What is needed
Extract the full article about Bill Shorten at the Queensland Labor conference and reproduce it word for word.

Excerpted passage
▼
Written By Unknown on Sabtu, 30 November 2013 | 16.57

Party members and unions will have a say in choosing Queensland Labor's parliamentary leader. Source: AAP

FEDERAL leader Bill Shorten has likened the prospect of a Labor Party comeback to the form reversal of the Australian cricket team.

He told the Queensland party conference that Labor had been written off since the election like fast bowler Mitchell Johnson before the Ashes.

"But then something happened, Mitchell started running in hard, he started running in very hard and bowling very fast," he told the cheering crowd of Labor faithful in Brisbane on Saturday.

"Now no one knows what's going to happen in this Ashes series.

"It's wide open and anyone can win.

"And what's true in sport is true in politics."

Mr Shorten called for unity, but there were deep divisions over proposals to give the rank-and-file more power.

Motions called for ordinary members have an input in voting for Queensland senate candidates, the state parliamentary leader, the Brisbane lord mayoral candidate and the state party's three vice presidents.

But the powerful delegates dug in their heels.

A motion for the branch members and unions to each get 30 per cent of the vote to choose who held the state parliamentary leader was passed.

But only after a delegate's suggested amendment to give the rank-and-file 50 per cent of the vote, with the other 50 per cent split between unions and caucus, was shouted down by outraged union delegates.
▲
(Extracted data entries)
▼
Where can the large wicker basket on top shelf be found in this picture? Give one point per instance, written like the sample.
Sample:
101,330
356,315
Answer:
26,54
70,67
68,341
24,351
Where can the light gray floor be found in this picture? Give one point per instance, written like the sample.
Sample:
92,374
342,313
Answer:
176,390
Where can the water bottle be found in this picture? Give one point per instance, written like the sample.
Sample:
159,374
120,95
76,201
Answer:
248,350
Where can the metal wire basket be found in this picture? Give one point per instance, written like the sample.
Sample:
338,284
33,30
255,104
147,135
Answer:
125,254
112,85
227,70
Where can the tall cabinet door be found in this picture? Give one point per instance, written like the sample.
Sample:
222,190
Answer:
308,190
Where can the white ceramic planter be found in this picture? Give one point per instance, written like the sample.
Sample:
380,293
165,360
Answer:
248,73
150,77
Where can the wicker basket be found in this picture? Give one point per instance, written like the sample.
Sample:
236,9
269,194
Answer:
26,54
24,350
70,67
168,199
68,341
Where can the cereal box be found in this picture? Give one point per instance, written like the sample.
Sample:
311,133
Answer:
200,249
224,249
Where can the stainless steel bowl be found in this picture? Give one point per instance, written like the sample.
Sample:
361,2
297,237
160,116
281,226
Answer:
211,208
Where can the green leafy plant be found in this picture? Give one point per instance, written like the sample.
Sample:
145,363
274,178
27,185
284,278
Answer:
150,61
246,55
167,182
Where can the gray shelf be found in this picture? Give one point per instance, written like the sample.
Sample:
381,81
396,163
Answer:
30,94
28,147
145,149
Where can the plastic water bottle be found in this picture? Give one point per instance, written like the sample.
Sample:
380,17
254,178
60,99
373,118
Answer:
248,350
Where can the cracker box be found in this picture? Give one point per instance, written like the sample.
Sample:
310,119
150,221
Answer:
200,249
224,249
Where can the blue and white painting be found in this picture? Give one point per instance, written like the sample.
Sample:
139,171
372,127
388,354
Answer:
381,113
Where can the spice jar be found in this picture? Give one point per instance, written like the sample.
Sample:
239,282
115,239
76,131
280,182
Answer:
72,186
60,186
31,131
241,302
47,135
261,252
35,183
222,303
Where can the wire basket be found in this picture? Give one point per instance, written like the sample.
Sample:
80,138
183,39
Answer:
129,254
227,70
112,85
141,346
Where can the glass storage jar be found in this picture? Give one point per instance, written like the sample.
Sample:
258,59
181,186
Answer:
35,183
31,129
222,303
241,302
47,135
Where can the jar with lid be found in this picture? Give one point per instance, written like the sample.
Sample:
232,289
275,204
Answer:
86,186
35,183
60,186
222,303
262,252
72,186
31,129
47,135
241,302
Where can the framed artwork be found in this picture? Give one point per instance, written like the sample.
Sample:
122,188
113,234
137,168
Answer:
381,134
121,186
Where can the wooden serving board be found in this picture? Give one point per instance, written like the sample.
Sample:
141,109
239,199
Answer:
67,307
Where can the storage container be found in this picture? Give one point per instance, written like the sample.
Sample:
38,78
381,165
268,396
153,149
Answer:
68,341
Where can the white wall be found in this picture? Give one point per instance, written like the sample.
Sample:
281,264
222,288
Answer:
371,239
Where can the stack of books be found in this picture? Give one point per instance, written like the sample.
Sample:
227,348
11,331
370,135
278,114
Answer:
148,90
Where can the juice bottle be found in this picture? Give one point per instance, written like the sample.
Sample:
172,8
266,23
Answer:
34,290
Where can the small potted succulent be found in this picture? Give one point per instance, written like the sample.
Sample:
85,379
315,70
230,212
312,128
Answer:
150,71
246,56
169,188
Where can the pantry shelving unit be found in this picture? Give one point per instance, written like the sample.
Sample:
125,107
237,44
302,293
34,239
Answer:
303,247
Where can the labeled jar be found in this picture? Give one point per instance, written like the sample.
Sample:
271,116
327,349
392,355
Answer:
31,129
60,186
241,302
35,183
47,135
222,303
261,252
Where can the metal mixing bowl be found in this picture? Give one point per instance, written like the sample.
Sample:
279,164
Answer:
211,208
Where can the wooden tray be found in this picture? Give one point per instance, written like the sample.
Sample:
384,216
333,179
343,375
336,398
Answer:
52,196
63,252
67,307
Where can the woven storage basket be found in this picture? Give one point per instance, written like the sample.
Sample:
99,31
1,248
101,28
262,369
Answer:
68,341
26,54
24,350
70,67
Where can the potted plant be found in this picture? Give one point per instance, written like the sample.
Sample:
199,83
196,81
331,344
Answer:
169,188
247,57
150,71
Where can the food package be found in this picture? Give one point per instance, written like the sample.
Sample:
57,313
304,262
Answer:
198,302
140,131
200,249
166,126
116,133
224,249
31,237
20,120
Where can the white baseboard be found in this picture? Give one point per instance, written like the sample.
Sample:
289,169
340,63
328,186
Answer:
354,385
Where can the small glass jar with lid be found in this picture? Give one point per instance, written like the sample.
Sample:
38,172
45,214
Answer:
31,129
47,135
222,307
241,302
▲
Final answer
Written By Unknown on Sabtu, 30 November 2013 | 16.57

Party members and unions will have a say in choosing Queensland Labor's parliamentary leader. Source: AAP

FEDERAL leader Bill Shorten has likened the prospect of a Labor Party comeback to the form reversal of the Australian cricket team.

He told the Queensland party conference that Labor had been written off since the election like fast bowler Mitchell Johnson before the Ashes.

"But then something happened, Mitchell started running in hard, he started running in very hard and bowling very fast," he told the cheering crowd of Labor faithful in Brisbane on Saturday.

"Now no one knows what's going to happen in this Ashes series.

"It's wide open and anyone can win.

"And what's true in sport is true in politics."

Mr Shorten called for unity, but there were deep divisions over proposals to give the rank-and-file more power.

Motions called for ordinary members have an input in voting for Queensland senate candidates, the state parliamentary leader, the Brisbane lord mayoral candidate and the state party's three vice presidents.

But the powerful delegates dug in their heels.

A motion for the branch members and unions to each get 30 per cent of the vote to choose who held the state parliamentary leader was passed.

But only after a delegate's suggested amendment to give the rank-and-file 50 per cent of the vote, with the other 50 per cent split between unions and caucus, was shouted down by outraged union delegates.